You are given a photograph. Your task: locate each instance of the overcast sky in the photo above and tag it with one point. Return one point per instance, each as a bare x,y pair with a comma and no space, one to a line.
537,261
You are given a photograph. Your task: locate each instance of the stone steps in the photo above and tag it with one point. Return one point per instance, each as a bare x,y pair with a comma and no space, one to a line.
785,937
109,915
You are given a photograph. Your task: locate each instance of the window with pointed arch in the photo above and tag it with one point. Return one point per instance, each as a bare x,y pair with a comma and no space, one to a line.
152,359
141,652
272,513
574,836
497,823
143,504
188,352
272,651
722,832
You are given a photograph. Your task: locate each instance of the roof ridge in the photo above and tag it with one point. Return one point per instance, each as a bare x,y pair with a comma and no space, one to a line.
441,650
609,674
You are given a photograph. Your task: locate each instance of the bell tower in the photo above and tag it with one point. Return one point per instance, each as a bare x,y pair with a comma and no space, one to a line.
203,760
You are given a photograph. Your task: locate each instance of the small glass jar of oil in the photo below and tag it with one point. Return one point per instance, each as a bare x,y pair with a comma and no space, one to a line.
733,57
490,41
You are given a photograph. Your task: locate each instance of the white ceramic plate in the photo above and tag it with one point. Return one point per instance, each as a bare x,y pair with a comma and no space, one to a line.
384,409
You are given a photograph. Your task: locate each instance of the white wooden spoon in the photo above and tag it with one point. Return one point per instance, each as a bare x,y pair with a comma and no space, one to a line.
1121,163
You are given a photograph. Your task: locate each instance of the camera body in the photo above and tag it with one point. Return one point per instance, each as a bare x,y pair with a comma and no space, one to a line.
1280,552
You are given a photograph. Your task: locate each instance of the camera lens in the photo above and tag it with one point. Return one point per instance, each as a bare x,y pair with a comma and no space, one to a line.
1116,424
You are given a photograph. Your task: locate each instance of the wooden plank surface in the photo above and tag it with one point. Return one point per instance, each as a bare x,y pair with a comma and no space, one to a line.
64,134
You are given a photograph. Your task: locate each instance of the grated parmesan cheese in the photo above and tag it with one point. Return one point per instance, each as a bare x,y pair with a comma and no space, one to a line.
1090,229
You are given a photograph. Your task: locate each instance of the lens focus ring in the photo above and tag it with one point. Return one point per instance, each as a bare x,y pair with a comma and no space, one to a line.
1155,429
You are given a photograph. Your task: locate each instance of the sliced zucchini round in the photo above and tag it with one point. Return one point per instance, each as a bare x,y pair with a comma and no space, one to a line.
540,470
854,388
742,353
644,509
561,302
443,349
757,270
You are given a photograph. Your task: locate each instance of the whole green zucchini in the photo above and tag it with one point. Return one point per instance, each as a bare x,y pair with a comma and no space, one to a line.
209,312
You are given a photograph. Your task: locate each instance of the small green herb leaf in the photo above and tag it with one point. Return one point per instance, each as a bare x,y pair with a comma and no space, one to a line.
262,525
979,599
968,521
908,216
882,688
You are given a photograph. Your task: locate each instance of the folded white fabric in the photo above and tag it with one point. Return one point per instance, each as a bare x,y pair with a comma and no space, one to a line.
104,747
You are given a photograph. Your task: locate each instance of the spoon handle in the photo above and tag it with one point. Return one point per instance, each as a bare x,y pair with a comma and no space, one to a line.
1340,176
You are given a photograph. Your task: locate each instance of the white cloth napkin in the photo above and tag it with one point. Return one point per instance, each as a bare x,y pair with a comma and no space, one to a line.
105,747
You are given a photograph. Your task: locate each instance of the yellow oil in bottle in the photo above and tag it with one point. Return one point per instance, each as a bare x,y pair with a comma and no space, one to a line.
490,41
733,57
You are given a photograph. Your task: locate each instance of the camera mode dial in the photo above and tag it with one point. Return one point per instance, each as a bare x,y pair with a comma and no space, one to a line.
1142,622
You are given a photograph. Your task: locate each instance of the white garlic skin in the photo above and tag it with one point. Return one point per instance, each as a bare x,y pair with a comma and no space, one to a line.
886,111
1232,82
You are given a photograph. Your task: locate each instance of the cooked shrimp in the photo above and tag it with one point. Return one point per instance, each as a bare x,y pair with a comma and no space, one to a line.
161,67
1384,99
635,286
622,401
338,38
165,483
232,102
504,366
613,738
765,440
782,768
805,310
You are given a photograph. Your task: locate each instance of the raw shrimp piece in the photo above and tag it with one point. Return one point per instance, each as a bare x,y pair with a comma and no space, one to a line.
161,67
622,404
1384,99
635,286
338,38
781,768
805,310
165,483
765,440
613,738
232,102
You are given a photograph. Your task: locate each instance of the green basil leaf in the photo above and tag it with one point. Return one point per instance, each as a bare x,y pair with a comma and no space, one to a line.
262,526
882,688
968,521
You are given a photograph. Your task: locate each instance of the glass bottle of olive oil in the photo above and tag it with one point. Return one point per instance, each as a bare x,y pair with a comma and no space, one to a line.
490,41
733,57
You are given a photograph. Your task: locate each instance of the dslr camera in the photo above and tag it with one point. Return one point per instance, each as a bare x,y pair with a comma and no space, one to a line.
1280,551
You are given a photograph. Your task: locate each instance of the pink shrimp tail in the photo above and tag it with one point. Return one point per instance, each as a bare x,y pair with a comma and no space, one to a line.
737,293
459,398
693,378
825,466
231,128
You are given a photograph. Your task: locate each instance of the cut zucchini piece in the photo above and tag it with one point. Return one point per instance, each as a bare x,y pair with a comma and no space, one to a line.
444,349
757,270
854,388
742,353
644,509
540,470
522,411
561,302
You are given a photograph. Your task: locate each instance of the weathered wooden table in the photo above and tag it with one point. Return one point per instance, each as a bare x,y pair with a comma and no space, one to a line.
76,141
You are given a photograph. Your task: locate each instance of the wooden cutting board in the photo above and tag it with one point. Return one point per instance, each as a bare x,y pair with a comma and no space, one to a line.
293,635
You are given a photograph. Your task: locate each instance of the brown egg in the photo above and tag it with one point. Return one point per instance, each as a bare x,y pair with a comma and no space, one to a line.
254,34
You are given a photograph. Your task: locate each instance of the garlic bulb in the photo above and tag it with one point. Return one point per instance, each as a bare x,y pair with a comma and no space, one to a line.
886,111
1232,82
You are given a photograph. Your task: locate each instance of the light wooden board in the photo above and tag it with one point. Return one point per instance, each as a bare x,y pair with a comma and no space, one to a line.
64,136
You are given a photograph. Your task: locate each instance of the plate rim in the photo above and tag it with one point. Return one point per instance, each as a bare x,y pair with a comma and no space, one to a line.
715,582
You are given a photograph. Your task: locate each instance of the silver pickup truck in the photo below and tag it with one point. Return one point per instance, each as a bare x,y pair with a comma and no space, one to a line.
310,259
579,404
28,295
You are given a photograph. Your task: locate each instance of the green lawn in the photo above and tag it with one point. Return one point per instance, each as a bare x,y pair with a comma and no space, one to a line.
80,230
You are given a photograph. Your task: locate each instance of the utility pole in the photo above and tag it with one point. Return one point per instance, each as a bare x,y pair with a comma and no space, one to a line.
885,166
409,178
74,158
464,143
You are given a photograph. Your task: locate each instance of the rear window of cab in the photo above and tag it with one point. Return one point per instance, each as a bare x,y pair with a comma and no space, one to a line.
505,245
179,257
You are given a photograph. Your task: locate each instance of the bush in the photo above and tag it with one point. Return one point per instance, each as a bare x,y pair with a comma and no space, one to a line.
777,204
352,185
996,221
────────────────────────────────────────
> _WHAT TO WORK ON_: Copy all the records above exactly, missing none.

> _REPLY TO THE EXERCISE_:
You are given a photograph. Your task: locate each instance of the overcast sky in the photo above and tag it with one point. Return one point per instance, each as a bare x,y pair with a comma and no space, one to a line.
537,261
You are given a photograph. Your task: locate each instance of the stone steps in the photo above and tag it with one point. Return one point per instance, each as a bare x,y pair with a comma and no space, one to a line.
785,937
109,915
You are given a photograph. Your task: locate each instance of the window with pointed arch in the photo above and tag it with one point. Return one point per instance, each as a bare x,y pair with a comma and no space, one to a line.
152,359
141,652
272,513
574,836
497,823
143,504
188,352
272,651
722,832
You are given a photograph. Your task: locate each instance of the roof ridge in the photo above and tag it with one point. Return one point per instance, each as a bare x,y pair with a comma and no space, one to a line.
441,650
609,674
You are given a photograph. Your task: locate each instance of the bell tower in the photo above and tag it with one point. Return one point per instance, each as a bare x,y pair with a comma and no space, one to a line.
203,760
You are given a photograph. Your task: locate each instance of the small glass jar of oil in the photo below and tag it with one point. Return one point per instance, each as a bare x,y pair with a comma and no space, one to a line.
733,57
490,41
You are given a photograph. Your task: locate each instance of the white ceramic plate in the photo above and tag it with one point. Return one point per instance, each as a bare x,y pair with a comma and no space, one to a line.
384,409
You are given a photograph. Your task: locate each instance of the white wooden spoon in the photo above and tag it with one point. Return one point per instance, each as a bare x,y pair with a comma and no space, one to a line.
1121,163
You are given a photograph. Your task: locate each instance of the camera body in the photo above and tag it with one point. Return one point per instance, each as a bare x,y pair with a comma and no space, one to a line.
1280,552
You are given a photograph. Your task: locate each instance of the camera lens in the photo above and tag it with one point. Return one point per instance, each as a bare x,y pair with a comma and no space, one to a line.
1116,424
You are given a photograph. Your task: locate each instance of the wooden plank surface in the photo above and tag it with one point. Return one point per instance, each as a bare x,y pair with a comma and no space, one to a line.
64,134
You are given a photograph. Your task: locate each instance of the grated parmesan cheese in the photo above and tag it with one point. Return one point per instance, each as a bare x,y pair with a comma and no space, one to a line.
1090,229
You are given a photograph. Your task: locate each instance of the lens focus ring in the photo above and tag it with one point. Return one point per instance, each as a bare x,y pair with a comma and no space, one to a line.
1155,429
You are given a photograph. Your task: locate each instance of the sliced zucchini round in the photo above and tag it with one point. Return one point per instance, each as a bare x,y pair with a comma and no space, one to a line.
540,470
854,388
742,353
644,509
561,302
443,349
757,270
You are given a photograph. Your task: locate each instance of the whole green zucchini in the photo above and tag it with one point. Return one point per instance, each as a bare x,y pair with a comma and no space, one to a line.
209,312
You are given a photograph. Your task: locate each instance of the small green herb leaf in the photo above and tag it with one point. Return one point per instance, each as a bare x,y pair with a comma and no space, one to a line.
262,525
979,599
968,521
908,216
882,688
You are given a photograph. Your task: locate each instance of the folded white fabric in the photo above and tag it with one point. Return one point per instance, each as a bare x,y pair with a comma and no space, one to a line.
104,747
You are given a photograph. Your task: locate each instance of the spoon handle in the photo above and tag it with one point. Return one point per instance, each as a bare x,y pair with a comma and no space, one to a line.
1340,176
You are given a photograph. Your task: locate each instance of the white cloth napkin in the photo above and tag it with one point. Return one point per instance, each as a bare x,y pair with a comma and no space, one to a line.
105,747
You are given a photograph. Your task: locate each instance of the yellow oil in bottle in the photo above and tag it with one point. Return one point per instance, each as a bare x,y pair with a comma and no space, one to a line.
490,41
733,57
You are given a photograph. Your task: locate each instance of the camera mode dial in the photo above and tag it with one point. Return one point per instance, each as a bare x,y pair with a comma and no space, one to a line.
1142,622
You are given a photograph. Your task: locate each instance of the white garlic skin in the photo above and tag it with one point. Return one point per instance, each as a bare x,y pair with a comma and no space, one to a line.
886,111
1232,82
You are given a photograph. Your task: locate each instance of the cooked shrimp in the photo above and tag it with one point. Return one point per instance, each as a bare x,y pair with a comma and no space, one to a line.
161,67
1384,99
635,286
622,401
338,38
165,483
232,102
504,366
613,738
765,440
782,768
805,310
You are given a photograph. Your task: locate each instance of the raw shrimp piece in the photo above and tag it with one point. Return one point per instance, each as a bare x,y pair with a comma and no space, one to a line.
161,67
622,404
1384,99
635,286
338,38
781,768
805,310
165,483
765,440
613,738
232,102
You are given a photograph. Your task: locate each instance of the green basil leaf in the photo above and tag it with one point. Return one point per instance, each as a bare x,y pair with a comma and no space, one to a line.
262,526
882,688
968,521
You are given a photograph. Your task: locate each instance of the glass bottle of olive oil in the photo above and tag it with one point. Return one point per instance, each as a bare x,y pair with a comma and no space, one to a line.
490,41
733,57
You are given a photograph. Your task: locate each instance of the dslr camera in the photo above and tag it with one point. Return one point per instance, each as a bare x,y pair with a comma and no space, one to a line.
1280,551
You are given a photograph. Your task: locate each instance of the pink shrimp tail in the photo above and tag it with one point. Return one point per instance, each as a bare x,y pair with a comma and no space, one to a line.
737,293
459,398
693,378
825,466
231,128
You are given a photograph. Your task: locate each instance of the cut zucchini piece in the photo above and tag it with one point. Return one point per instance, each as a bare x,y pair with a comma and no space, one to a line.
444,349
757,270
854,388
742,353
644,509
540,470
522,411
561,302
You are given a photograph. Your task: locate each instance of the weathered wooden table in the photo above and tag it with one point. Return one point per instance, each as a bare x,y pair with a comma and no space, one to a line.
76,141
You are given a photograph. Your task: locate each instance of the wooden cutting board in the photo above and tag it with one point. Return one point per instance, each as a bare x,y pair with a comma and no space, one to a line.
293,635
You are given a photograph. Your task: locate each instance of the brown egg in the photo above and tag it with one point. Return one point per instance, each as a bare x,y pair with a comma and no space, one to a line.
254,34
You are given a photograph. Your task: locate each instance of the garlic bulb in the photo above and tag it with one point. Return one point per instance, each as a bare x,y pair with a comma and no space, one to a line.
886,111
1232,82
You are given a photograph. Your task: locate each instance of the light wooden board in the photo above and tag it with one point. Return one point per instance, each as a bare x,y pair with a comma and no space, one to a line.
64,136
You are given a photograph. Your task: locate each instance of the plate rim in the photo above and tag it with one point. Return one point per instance, each as a bare x,y pair with a comma and no space, one to a line.
715,582
You are given a photograph. Your task: locate each instance of the silver pickup truck in the photo below and tag it with one point. Return one point per instance, each as a bare x,y pair with a comma and no space, one to a line.
310,259
579,404
28,295
You are given a photograph. Your task: locate each instance of the green lawn in the photo above and tag it with one point. Return one point per instance, each as a bare x,y pair with a comma and no space, one to a line.
80,230
You are given a photograph. Your task: locate each instance of the utility pole in the photo above and tag it with one point. Return one point per instance, each as a bare x,y pair with a comma and no space, one to a line.
885,166
409,178
74,158
464,143
You are given a photograph. Your task: locate each instance of the rear window of cab in the photo above and tag it with one point. Return one point per instance, each as a bare x,y pair with a comma and no space, one to a line.
505,245
179,257
You are given a photograph. Your task: locate each instance of the bush in the photo above and tag it with one point. Return one point per instance, each as a bare x,y pair with a comma and no space, one to a line.
777,204
352,185
996,221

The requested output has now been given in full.